**Entries from a point annotation set:**

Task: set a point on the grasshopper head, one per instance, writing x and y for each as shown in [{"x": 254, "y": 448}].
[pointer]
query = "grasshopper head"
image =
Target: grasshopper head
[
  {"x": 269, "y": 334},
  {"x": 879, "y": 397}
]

...

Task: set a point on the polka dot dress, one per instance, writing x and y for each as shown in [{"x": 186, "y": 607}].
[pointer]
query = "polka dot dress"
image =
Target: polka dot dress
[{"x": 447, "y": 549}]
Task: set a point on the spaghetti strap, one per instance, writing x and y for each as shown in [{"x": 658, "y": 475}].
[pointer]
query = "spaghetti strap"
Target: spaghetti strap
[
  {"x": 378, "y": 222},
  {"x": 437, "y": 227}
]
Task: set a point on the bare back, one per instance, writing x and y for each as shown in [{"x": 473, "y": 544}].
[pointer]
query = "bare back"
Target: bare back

**SET TASK:**
Duplicate the lines above, starting with the line that contains "Task: set a point on the bare" and ending with the line that contains "Target: bare back", both included.

**TASK RESPONSE:**
Task: set a point on the bare back, one per instance, writing x and y for each as shown in [{"x": 473, "y": 544}].
[pointer]
query = "bare back"
Target: bare back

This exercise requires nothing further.